* WHAT IS REQUIRED *
Rewrite the lines below, changing every "single point" to "single marker" and leaving the rest unchanged.

___ MATERIAL SHOWN ___

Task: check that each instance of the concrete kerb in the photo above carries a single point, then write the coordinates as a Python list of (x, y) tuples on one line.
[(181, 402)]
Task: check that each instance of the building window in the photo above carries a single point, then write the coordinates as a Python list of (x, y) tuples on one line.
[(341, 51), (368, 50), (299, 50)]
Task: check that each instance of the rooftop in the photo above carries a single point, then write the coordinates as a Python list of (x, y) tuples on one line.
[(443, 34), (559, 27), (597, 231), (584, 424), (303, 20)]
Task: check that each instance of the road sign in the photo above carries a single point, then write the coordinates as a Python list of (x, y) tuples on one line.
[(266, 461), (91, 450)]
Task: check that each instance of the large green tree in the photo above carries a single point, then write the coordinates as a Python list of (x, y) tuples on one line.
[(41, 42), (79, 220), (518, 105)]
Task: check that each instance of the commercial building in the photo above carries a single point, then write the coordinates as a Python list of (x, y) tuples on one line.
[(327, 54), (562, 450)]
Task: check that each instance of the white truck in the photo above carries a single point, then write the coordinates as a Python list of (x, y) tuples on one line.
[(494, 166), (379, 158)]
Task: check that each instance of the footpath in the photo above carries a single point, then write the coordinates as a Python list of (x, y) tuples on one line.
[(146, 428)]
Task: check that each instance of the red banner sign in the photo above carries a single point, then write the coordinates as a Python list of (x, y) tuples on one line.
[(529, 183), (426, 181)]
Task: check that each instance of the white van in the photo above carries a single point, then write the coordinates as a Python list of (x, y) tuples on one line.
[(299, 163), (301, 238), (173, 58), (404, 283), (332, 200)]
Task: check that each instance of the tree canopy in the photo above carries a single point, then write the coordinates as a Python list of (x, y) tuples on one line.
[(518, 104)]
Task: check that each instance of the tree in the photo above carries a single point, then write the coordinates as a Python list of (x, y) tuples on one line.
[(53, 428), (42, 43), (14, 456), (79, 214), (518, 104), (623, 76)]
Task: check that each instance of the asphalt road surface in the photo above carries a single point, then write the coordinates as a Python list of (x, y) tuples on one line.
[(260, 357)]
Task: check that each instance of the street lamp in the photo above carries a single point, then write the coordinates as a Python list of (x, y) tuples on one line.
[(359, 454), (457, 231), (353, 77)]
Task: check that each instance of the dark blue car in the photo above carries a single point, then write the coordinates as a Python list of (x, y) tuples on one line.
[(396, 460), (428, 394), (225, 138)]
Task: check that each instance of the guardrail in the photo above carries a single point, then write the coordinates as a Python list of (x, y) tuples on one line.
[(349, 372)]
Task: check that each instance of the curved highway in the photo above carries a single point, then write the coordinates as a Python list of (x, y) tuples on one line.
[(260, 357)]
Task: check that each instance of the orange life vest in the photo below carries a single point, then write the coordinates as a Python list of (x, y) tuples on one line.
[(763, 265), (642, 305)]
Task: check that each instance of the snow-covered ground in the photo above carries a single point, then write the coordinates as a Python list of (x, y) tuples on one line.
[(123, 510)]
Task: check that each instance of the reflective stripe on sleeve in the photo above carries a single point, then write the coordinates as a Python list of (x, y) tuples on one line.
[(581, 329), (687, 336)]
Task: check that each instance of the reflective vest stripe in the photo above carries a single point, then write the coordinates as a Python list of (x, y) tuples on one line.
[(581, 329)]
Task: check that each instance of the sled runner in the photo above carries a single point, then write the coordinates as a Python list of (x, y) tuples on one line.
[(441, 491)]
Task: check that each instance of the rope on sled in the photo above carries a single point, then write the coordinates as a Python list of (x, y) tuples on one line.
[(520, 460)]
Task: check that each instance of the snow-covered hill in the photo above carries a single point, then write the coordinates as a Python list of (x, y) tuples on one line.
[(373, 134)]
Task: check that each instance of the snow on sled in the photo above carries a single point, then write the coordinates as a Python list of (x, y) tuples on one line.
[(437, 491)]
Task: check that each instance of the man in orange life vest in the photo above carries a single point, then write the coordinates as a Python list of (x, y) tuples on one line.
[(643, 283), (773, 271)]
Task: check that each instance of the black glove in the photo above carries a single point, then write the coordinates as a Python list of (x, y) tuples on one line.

___

* TASK ANSWER *
Task: check that each instance of the concrete kerb in the photo above carries a single marker, then write the coordinates as a Python list of (x, y) tuples on one line.
[(181, 402)]
Task: check that each instance of the building window in the photo above carries a single marker, then write the coordinates as a Python list of (x, y) tuples on one line.
[(341, 51), (368, 50), (299, 50)]
Task: check that each instance of the rooftop in the photo above carries a single marker, then write the coordinates as a Python list of (x, y) tuples on one line.
[(443, 34), (559, 27), (597, 231), (584, 424), (303, 20)]
Task: check that each instance of the road sign in the photo above carries a single marker, then write the coordinates as a Python list of (x, y) tuples on one line.
[(266, 461), (91, 450)]
Task: check that each instance of the large green tree in the photo above carries a single marker, then write the coordinates as a Python list of (x, y) tuples on one line.
[(41, 42), (79, 220), (518, 105)]
Task: check that each instance of the commercial building in the photo above carries a single marker, then write the coordinates as a Python list of (x, y) tuples on one line.
[(327, 54), (562, 450)]
Task: check that each instance of the white truck in the photo above carries a single marker, then write the coordinates as a Python list of (x, y) tuples on one line.
[(494, 166), (379, 158)]
Task: check that each instance of the footpath in the photo above carries a single marker, then write the coordinates as a Python list of (x, y) tuples on one line.
[(146, 428)]
Task: check that each instance of the red banner sign in the photo above carries a single marker, then write the coordinates as a Python list of (x, y) tuples on one line.
[(529, 183), (426, 181)]
Task: check that each instance of the white van in the photo above carries a single marker, then write the coordinates as a Python list of (x, y) tuples on one line.
[(299, 163), (301, 238), (173, 58), (404, 283), (332, 200)]
Task: check that each instance of the tree canopy in the photo above carries a single marker, then write the coordinates as a Python list of (x, y) tuples on one line.
[(518, 104)]
Task: check that each instance of the tree in the photo above carries a single marker, then write the coordinates as a Python list of (x, y) tuples on one line.
[(53, 428), (42, 43), (14, 456), (79, 214), (518, 104), (623, 76)]
Task: check that each instance of the asphalt road surface in the photo above carries a single marker, then write the coordinates as a Python list of (x, y) tuples on one line.
[(260, 357)]
Task: check that each instance of the street lamp in the photo above carries a single marker, then write the coordinates as a Python list of (x, y) tuples on one line.
[(359, 454), (457, 231), (353, 77)]
Task: check that each instance of the dark blue car in the photo above carries a single marker, then write the coordinates as a Python list of (x, y) tuples on one line.
[(396, 460), (428, 394), (225, 138)]
Task: check that each instance of the guardrail in the photo above carries a single marker, then write the coordinates as a Python list of (x, y) tuples on one line.
[(349, 372)]
Task: check that each instance of the curved highway in the photo above carries a single marker, then write the coordinates as a Python list of (x, y) tuples on one line.
[(260, 357)]
Task: check that each instance of the orange life vest in the photo below carries a single marker, then write the coordinates as a Python list of (x, y) tuples on one line.
[(763, 265), (642, 305)]
Task: check that each instance of the snow-covered ground in the photo above carries a single marker, then write the coordinates as a Python list of (x, y) tuples on one line.
[(123, 510)]
Task: check that each instance of the reflective stripe on sleeve in the photo above carries a single marker, then write the coordinates as a Python list of (x, y) tuples on one line.
[(581, 329), (687, 336)]
Task: check that each instance of the reflective vest stripe in the photo above carries a single marker, then write the coordinates as a Python list of (x, y) tuples on one line.
[(581, 329)]
Task: check that each instance of the sled runner in the photo above carries a single marker, then write the coordinates as a Python list of (x, y) tuples on one line.
[(441, 491)]
Task: check that each instance of the rope on sled in the photo above carries a single marker, then write the coordinates as a Python list of (x, y) tuples on one line.
[(520, 460)]
Task: check that each instance of the snow-covered hill in the photo above carries a single marker, then write the coordinates as a Python list of (x, y) tuples on one line.
[(373, 134)]
Task: check that each instance of the snow on sled in the photo above carries a single marker, then write the coordinates as a Python list of (x, y) tuples on one line.
[(437, 491)]
Task: check that each instance of the man in orange life vest in the photo above carries a single marker, then write the coordinates as a Python list of (x, y) tuples on one line.
[(643, 283), (773, 271)]
Task: check that each instance of the black glove in the photo above carries a single marker, then write the coordinates as a Python list of (x, y) tuples on one line.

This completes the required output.